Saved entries
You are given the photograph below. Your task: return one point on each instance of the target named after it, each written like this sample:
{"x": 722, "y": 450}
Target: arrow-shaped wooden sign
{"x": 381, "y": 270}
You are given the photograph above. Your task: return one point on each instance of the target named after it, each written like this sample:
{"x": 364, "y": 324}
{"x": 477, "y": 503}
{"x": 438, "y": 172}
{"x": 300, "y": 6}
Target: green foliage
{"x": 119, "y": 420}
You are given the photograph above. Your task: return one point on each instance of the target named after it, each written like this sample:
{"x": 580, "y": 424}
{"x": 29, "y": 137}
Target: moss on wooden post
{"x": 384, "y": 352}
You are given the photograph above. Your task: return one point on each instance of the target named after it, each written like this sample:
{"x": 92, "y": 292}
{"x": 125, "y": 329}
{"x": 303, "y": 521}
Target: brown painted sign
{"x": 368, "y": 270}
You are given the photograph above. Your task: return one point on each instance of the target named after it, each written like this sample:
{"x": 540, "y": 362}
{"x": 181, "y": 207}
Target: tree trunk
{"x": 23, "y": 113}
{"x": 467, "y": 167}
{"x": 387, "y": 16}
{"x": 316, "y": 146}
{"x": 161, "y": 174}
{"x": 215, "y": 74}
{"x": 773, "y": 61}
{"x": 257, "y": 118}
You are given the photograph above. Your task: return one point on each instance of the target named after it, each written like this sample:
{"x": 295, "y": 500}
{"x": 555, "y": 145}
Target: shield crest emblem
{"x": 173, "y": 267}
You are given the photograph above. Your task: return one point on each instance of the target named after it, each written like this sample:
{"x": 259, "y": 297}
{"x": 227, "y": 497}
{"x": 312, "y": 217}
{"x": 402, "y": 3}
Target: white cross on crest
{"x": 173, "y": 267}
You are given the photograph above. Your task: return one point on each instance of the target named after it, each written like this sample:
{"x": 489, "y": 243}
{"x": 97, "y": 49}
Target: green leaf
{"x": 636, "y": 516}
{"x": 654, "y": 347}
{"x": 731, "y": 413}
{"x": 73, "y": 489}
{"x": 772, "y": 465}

Problem to work on :: Your reply should consist of all the records, set down exactly.

Solution for this problem ::
You are given the photograph below. Your task: return one point on each instance of the target named after it, each written like this sample:
{"x": 722, "y": 450}
Target: arrow-shaped wooden sign
{"x": 381, "y": 270}
You are given the photograph above. Your task: return one point on each instance of the target named after it, each written like this sample:
{"x": 364, "y": 324}
{"x": 477, "y": 503}
{"x": 438, "y": 172}
{"x": 300, "y": 6}
Target: green foliage
{"x": 119, "y": 420}
You are given the photograph above. Your task: return one point on each instance of the target named after it, each written like this sample:
{"x": 580, "y": 424}
{"x": 29, "y": 137}
Target: moss on wooden post
{"x": 384, "y": 352}
You are given the photograph above. Your task: return one point on each instance of the target named after it, each written like this sample:
{"x": 92, "y": 292}
{"x": 125, "y": 329}
{"x": 303, "y": 521}
Target: brown painted sign
{"x": 368, "y": 270}
You are given the photograph above. Your task: return one point on each instance of the target named after it, each written like this sample:
{"x": 540, "y": 362}
{"x": 181, "y": 207}
Target: tree trunk
{"x": 23, "y": 113}
{"x": 467, "y": 167}
{"x": 387, "y": 16}
{"x": 316, "y": 146}
{"x": 161, "y": 174}
{"x": 215, "y": 74}
{"x": 773, "y": 61}
{"x": 257, "y": 118}
You are given the photograph above. Your task: return one point on each instance of the target named after it, each written like this sample:
{"x": 295, "y": 500}
{"x": 555, "y": 145}
Target: shield crest emblem
{"x": 173, "y": 267}
You are given the photograph above. Your task: return one point on each instance of the target named after it, each written like this sample:
{"x": 259, "y": 297}
{"x": 227, "y": 497}
{"x": 312, "y": 217}
{"x": 402, "y": 3}
Target: white cross on crest
{"x": 173, "y": 267}
You are given the photograph above. Your task: return one point on each instance of the target named after it, each written like this sample:
{"x": 489, "y": 243}
{"x": 97, "y": 49}
Target: green leaf
{"x": 636, "y": 516}
{"x": 654, "y": 347}
{"x": 731, "y": 413}
{"x": 73, "y": 489}
{"x": 772, "y": 465}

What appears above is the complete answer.